Extract provided:
====

American fiction next. Okay, I'm bringing it down to a better octave. Talk about American fiction which I've still not seen, which means which I give you a perfect person to talk about it, because what I actually want to talk about is forget the movies themselves for a second. Like let's just talk about the surface area around movies and art. Let's talk about the landscape. Like I said before on this show, I did not want to watch American fiction because the marketing for American fiction told me like sometimes we as consumers are simple if you tell me the movies not for me, great, I won't see it. Like. If you tell me, if your marketing is telling me this is a movie about stuff black people already know and have covered, but for us to teach white people about these things, I can skip that class. I don't, that's not for me.

====

Available data:

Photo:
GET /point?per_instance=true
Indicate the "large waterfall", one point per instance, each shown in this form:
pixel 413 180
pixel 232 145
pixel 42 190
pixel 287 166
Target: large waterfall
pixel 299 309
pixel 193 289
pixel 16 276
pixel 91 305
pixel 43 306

====

Goal 1:
Return the whole passage on the movie American Fiction word for word.
Goal 2:
Retype every line of the records exactly as they appear.

Task response 1:
American fiction next. Okay, I'm bringing it down to a better octave. Talk about American fiction which I've still not seen, which means which I give you a perfect person to talk about it, because what I actually want to talk about is forget the movies themselves for a second. Like let's just talk about the surface area around movies and art. Let's talk about the landscape. Like I said before on this show, I did not want to watch American fiction because the marketing for American fiction told me like sometimes we as consumers are simple if you tell me the movies not for me, great, I won't see it. Like. If you tell me, if your marketing is telling me this is a movie about stuff black people already know and have covered, but for us to teach white people about these things, I can skip that class. I don't, that's not for me.

Task response 2:
Photo:
GET /point?per_instance=true
Indicate the "large waterfall", one point per instance, each shown in this form:
pixel 413 180
pixel 232 145
pixel 42 190
pixel 287 166
Target: large waterfall
pixel 299 309
pixel 193 289
pixel 16 276
pixel 91 305
pixel 43 306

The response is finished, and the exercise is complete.